## Task details
Please gather every line of the records below that contains the word "white". Case counts, so skip lines where it appears in different capitalization.
.....
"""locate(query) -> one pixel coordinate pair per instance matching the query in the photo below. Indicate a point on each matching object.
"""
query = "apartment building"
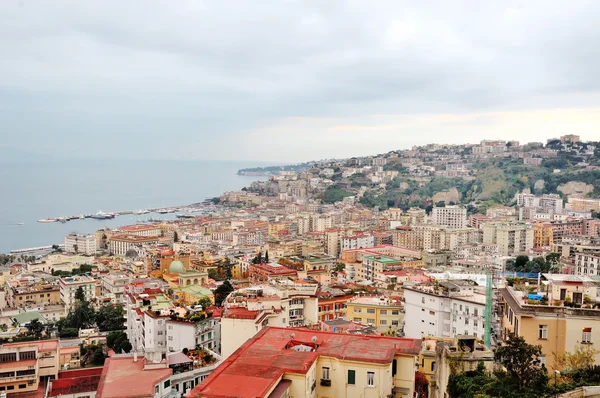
(119, 244)
(384, 313)
(113, 287)
(513, 237)
(451, 216)
(140, 230)
(69, 285)
(309, 363)
(24, 364)
(357, 242)
(581, 205)
(28, 295)
(555, 328)
(444, 309)
(552, 202)
(249, 310)
(587, 264)
(80, 244)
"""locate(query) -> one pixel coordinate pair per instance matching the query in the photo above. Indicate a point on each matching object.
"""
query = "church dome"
(176, 267)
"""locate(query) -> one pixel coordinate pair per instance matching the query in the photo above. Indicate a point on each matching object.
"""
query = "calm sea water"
(31, 191)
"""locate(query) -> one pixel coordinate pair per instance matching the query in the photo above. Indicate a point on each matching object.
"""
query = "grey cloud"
(211, 70)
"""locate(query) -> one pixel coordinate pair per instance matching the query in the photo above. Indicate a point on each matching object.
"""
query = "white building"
(551, 202)
(587, 264)
(512, 237)
(357, 242)
(68, 288)
(445, 310)
(113, 287)
(80, 243)
(451, 216)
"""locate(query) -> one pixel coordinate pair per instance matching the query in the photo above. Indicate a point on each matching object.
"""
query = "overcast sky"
(287, 81)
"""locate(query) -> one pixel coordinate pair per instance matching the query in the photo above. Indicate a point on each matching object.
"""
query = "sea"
(32, 190)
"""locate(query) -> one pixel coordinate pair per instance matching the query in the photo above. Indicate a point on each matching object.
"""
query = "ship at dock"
(102, 216)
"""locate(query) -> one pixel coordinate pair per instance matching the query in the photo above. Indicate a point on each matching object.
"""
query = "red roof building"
(279, 362)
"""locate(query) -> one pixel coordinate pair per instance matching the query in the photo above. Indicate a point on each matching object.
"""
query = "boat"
(102, 216)
(183, 215)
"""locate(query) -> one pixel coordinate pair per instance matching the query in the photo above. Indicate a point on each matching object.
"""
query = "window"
(371, 379)
(351, 377)
(586, 336)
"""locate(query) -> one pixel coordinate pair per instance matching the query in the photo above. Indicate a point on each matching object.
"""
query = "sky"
(290, 81)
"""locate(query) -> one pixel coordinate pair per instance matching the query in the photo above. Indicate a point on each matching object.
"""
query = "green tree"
(79, 294)
(520, 262)
(204, 302)
(521, 361)
(118, 342)
(35, 327)
(222, 291)
(110, 317)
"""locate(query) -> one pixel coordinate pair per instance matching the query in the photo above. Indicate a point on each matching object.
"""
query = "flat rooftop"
(124, 378)
(256, 367)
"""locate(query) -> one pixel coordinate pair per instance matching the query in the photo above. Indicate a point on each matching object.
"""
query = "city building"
(304, 362)
(555, 327)
(384, 313)
(69, 285)
(451, 216)
(512, 238)
(80, 244)
(444, 309)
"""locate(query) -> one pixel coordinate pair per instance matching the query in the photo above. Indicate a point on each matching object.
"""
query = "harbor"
(187, 211)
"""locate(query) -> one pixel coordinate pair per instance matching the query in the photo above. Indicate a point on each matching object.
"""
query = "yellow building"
(307, 363)
(382, 312)
(554, 327)
(25, 363)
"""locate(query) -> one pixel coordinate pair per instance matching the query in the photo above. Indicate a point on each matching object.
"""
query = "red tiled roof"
(255, 368)
(118, 374)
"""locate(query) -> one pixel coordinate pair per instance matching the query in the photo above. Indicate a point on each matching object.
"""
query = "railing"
(15, 378)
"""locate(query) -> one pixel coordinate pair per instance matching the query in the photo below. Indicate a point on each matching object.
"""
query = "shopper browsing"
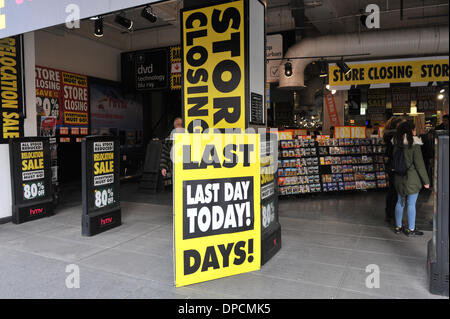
(410, 176)
(391, 196)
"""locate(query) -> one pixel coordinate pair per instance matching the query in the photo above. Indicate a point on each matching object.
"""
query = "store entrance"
(87, 84)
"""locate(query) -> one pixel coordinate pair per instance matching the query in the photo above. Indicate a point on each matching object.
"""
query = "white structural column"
(30, 126)
(30, 123)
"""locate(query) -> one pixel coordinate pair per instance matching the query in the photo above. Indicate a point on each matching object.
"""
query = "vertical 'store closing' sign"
(217, 223)
(219, 79)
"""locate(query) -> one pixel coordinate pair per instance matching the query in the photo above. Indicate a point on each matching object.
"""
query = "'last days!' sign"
(217, 223)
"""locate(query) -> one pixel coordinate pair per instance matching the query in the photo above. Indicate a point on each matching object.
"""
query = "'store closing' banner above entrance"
(217, 222)
(391, 71)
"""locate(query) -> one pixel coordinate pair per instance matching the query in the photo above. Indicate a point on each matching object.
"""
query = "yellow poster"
(217, 211)
(214, 67)
(391, 71)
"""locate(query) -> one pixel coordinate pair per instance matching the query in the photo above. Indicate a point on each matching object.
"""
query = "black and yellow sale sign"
(214, 67)
(391, 71)
(11, 88)
(217, 211)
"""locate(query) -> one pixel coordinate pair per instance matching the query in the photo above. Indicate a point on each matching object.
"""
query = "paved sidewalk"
(327, 245)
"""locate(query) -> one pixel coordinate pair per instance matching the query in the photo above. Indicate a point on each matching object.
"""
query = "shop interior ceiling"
(306, 17)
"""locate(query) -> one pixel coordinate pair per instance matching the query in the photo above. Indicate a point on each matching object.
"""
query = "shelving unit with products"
(298, 167)
(331, 165)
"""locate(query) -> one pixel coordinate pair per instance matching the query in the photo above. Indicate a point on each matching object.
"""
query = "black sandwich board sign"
(100, 184)
(31, 182)
(270, 225)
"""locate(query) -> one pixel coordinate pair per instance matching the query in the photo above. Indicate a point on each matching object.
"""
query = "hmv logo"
(145, 69)
(105, 221)
(36, 211)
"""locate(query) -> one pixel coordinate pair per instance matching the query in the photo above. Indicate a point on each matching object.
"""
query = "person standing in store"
(409, 185)
(391, 196)
(165, 162)
(444, 124)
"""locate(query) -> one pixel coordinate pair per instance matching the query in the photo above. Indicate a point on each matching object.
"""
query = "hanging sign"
(48, 92)
(354, 102)
(220, 82)
(274, 50)
(12, 88)
(217, 221)
(151, 69)
(75, 99)
(350, 132)
(100, 184)
(31, 178)
(391, 71)
(63, 95)
(175, 67)
(331, 108)
(376, 101)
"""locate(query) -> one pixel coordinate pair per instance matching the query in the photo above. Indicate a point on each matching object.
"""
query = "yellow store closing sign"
(391, 71)
(217, 221)
(214, 66)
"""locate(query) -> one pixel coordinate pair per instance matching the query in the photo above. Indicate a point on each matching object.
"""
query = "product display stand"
(331, 165)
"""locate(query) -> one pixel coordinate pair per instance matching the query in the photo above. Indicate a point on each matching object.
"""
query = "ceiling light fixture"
(124, 22)
(98, 31)
(343, 66)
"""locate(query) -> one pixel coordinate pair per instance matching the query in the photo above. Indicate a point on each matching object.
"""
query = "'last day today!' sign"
(217, 223)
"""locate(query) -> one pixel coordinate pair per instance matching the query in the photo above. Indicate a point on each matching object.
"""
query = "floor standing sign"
(217, 181)
(217, 225)
(31, 180)
(223, 65)
(100, 184)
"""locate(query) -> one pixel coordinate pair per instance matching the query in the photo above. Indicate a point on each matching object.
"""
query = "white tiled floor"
(326, 245)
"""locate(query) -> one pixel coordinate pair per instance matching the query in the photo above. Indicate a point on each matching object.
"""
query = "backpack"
(398, 163)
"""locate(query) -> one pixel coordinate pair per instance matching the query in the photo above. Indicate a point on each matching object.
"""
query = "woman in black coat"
(391, 196)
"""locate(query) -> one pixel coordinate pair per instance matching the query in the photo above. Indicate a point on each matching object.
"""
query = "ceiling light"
(98, 31)
(323, 69)
(124, 22)
(344, 67)
(288, 69)
(148, 14)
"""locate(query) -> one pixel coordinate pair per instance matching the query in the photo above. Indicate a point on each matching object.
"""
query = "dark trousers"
(391, 199)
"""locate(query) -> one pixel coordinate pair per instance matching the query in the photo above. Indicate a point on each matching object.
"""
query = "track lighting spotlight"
(98, 31)
(323, 69)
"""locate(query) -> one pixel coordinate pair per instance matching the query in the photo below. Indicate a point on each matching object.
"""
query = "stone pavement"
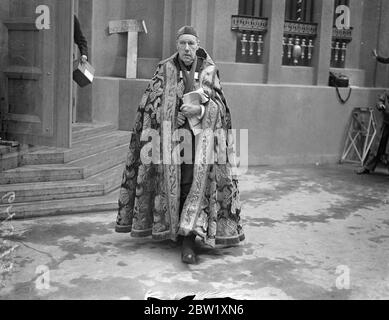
(312, 233)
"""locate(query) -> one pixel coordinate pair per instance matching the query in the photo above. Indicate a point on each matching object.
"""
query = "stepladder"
(361, 132)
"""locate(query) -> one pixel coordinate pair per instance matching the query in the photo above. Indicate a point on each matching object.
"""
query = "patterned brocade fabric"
(149, 199)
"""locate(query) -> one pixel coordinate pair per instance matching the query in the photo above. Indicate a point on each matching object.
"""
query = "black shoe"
(188, 256)
(362, 171)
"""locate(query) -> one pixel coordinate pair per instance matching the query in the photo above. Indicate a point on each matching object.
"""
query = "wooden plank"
(21, 24)
(132, 55)
(122, 26)
(23, 72)
(22, 118)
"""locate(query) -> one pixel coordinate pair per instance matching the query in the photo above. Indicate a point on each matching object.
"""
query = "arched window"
(300, 32)
(299, 10)
(251, 8)
(251, 29)
(340, 39)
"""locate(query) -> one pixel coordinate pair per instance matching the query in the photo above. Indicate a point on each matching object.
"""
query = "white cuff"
.....
## Task result
query = "white building"
query = "white structural column"
query = "white tiled floor"
query = "white cuff"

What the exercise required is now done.